===== DATA SUPPLIED

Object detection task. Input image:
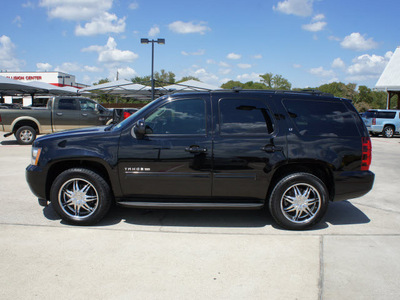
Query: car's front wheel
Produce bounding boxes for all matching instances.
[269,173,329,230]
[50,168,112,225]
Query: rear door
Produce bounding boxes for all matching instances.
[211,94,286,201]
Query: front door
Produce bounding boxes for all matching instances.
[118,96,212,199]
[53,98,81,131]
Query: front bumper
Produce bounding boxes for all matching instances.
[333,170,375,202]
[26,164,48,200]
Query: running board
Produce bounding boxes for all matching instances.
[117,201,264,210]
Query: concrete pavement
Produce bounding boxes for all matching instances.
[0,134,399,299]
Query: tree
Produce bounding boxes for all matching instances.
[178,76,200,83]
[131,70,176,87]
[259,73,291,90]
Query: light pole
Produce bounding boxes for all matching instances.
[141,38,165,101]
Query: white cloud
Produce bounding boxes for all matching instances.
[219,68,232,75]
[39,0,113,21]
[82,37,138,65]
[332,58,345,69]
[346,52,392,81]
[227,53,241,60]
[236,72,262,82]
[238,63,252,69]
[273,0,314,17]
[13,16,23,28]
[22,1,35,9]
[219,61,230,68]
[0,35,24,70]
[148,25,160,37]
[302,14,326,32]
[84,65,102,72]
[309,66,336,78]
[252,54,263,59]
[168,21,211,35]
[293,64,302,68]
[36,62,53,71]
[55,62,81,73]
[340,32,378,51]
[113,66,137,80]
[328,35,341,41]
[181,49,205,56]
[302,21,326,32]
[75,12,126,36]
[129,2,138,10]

==========
===== DATA SUPPLIED

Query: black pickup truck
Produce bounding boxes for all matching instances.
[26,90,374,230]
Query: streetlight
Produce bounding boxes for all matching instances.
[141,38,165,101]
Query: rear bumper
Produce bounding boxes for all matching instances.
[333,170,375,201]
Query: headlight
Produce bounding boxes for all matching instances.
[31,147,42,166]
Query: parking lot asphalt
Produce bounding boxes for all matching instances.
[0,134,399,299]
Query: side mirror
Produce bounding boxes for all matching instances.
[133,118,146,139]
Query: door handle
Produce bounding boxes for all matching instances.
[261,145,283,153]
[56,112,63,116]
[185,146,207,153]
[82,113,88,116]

==========
===== DATA SUPPLIED

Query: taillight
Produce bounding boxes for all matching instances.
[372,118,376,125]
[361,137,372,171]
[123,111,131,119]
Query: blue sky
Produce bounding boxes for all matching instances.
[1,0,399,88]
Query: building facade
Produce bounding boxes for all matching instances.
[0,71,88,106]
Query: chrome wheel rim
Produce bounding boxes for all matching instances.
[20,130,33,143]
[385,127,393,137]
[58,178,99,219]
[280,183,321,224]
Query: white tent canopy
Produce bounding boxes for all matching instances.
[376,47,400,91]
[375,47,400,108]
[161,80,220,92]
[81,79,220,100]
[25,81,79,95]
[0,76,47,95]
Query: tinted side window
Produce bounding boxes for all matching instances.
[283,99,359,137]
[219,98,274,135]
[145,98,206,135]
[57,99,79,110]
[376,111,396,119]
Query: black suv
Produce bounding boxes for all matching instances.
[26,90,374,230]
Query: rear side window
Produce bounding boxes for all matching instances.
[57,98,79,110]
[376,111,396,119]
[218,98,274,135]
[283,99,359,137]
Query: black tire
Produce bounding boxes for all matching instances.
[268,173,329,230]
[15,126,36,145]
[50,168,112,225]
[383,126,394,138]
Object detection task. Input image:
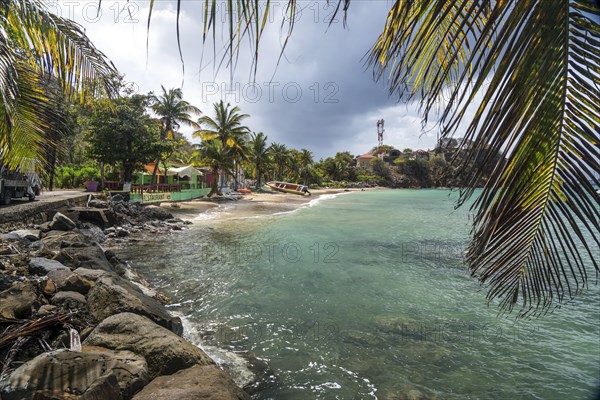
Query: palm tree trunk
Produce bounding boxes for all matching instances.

==========

EXERCISE REQUIREMENTS
Your response should contain each line of the entries above that holds the string "black".

RESULT OF THE EXERCISE
Query: black pickup truck
Query: black suv
Query: black tire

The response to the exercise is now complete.